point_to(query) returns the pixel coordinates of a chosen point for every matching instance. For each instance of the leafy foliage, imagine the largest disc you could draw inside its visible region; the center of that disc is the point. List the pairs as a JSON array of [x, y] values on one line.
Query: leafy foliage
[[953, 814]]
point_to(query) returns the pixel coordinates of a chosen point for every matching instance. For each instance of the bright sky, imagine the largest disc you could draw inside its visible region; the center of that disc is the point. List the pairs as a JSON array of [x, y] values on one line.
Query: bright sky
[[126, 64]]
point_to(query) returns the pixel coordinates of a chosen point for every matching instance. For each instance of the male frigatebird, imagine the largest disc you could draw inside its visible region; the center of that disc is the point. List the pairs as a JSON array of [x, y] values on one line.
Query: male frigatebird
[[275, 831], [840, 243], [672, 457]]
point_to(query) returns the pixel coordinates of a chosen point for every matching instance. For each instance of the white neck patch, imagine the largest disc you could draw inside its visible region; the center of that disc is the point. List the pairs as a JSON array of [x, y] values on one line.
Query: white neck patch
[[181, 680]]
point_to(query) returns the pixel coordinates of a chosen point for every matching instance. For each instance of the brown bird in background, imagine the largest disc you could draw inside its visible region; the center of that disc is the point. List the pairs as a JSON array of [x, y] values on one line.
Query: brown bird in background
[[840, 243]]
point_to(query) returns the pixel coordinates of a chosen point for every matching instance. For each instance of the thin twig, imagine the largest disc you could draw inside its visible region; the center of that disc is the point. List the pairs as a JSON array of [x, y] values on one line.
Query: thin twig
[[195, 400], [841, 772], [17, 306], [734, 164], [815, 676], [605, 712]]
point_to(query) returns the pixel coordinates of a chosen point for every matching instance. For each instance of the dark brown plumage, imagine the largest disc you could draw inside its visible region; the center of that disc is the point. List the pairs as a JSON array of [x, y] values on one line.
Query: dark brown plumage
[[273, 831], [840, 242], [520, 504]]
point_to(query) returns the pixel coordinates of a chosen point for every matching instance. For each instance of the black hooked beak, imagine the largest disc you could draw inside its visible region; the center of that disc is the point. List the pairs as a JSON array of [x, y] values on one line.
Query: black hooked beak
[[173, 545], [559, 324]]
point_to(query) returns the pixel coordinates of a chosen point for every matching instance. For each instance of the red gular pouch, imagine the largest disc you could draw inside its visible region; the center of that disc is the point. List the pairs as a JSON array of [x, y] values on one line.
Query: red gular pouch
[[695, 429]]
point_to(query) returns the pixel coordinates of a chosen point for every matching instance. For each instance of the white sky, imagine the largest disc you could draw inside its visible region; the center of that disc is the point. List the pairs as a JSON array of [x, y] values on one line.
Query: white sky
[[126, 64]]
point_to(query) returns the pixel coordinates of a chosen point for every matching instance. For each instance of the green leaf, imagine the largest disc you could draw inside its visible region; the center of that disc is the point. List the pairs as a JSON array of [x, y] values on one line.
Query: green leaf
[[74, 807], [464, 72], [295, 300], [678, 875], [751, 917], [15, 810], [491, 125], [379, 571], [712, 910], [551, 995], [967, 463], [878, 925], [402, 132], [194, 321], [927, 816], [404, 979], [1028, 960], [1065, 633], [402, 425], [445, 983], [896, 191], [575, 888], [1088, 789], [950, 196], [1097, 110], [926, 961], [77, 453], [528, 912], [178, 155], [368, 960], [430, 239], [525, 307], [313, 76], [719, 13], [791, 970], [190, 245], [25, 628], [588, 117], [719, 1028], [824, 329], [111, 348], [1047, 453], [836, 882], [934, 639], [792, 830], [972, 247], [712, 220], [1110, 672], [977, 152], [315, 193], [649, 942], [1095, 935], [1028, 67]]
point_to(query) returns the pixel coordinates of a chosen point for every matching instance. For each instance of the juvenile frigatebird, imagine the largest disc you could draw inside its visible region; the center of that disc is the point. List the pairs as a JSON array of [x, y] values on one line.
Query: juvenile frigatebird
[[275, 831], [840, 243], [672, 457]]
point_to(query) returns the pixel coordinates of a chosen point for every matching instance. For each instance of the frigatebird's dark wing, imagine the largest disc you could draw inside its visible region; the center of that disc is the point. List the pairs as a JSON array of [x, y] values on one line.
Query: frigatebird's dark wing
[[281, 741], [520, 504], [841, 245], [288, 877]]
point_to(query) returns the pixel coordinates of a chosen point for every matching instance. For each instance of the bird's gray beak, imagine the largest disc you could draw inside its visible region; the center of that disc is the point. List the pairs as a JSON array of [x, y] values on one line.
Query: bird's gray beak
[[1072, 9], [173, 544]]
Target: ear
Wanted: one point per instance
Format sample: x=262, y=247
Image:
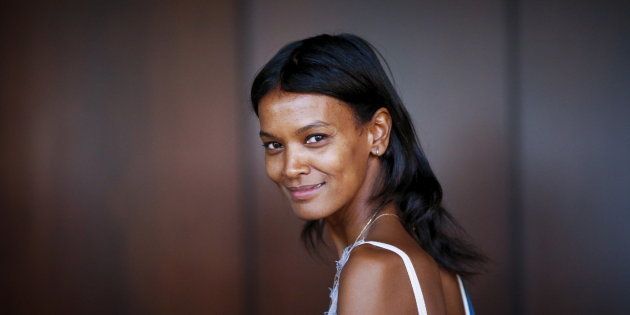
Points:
x=379, y=130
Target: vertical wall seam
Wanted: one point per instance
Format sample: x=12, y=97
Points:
x=514, y=145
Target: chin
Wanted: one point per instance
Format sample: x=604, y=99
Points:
x=308, y=212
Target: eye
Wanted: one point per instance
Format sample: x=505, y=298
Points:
x=272, y=145
x=315, y=138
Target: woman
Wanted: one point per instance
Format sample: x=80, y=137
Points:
x=341, y=146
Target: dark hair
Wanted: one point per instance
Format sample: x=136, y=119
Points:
x=347, y=68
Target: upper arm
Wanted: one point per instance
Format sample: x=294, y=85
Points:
x=374, y=281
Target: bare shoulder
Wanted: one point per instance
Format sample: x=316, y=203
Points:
x=375, y=281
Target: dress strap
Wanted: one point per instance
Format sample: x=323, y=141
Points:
x=415, y=284
x=467, y=307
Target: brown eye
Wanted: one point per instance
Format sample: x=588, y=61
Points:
x=272, y=145
x=315, y=138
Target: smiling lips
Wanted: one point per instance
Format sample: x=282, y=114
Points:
x=301, y=193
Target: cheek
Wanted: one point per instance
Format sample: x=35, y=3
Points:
x=273, y=166
x=348, y=163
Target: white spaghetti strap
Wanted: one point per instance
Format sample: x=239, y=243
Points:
x=464, y=297
x=415, y=284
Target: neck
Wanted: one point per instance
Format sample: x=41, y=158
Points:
x=346, y=224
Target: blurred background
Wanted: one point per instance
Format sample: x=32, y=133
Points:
x=132, y=180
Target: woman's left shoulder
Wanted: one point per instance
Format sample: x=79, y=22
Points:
x=374, y=281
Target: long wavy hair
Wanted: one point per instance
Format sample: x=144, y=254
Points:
x=348, y=68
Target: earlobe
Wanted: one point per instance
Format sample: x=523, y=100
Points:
x=380, y=127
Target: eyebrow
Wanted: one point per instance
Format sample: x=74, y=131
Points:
x=315, y=124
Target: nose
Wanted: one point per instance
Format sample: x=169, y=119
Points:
x=295, y=164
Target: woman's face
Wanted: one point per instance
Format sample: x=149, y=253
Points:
x=315, y=151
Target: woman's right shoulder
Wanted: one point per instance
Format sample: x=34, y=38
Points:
x=368, y=280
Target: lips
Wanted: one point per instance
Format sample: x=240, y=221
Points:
x=305, y=192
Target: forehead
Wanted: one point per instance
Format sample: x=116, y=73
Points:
x=284, y=110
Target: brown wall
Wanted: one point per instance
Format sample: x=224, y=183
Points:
x=132, y=178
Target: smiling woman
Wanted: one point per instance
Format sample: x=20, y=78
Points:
x=341, y=146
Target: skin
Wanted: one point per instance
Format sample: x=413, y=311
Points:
x=326, y=164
============================================================
Prompt: Rescale the point coordinates in the answers above by 0.4, rounding each to a whole number with halves going up. Leave the requests and their format samples unchanged. Give the lines again, requests included, from the line with "of the bird's" up to and including the line with "x=514, y=145", and leave the pictures out of your answer.

Task answer:
point_to(query) returns the pixel coordinates of a chosen point for every matching instance. For each instance of the bird's gray beak, imagine the largest disc you could draw inside its visible region; the center of that disc is the point. List the pairs as a JSON array of [x, y] values on one line.
Query: bird's gray beak
[[429, 4], [69, 218]]
Target: ear
Wanted: one point per instance
Format sample: x=262, y=247
Image:
Points:
x=152, y=52
Target: vertical wall seam
Wanted: one point per instance
Format sample: x=12, y=97
Points:
x=206, y=58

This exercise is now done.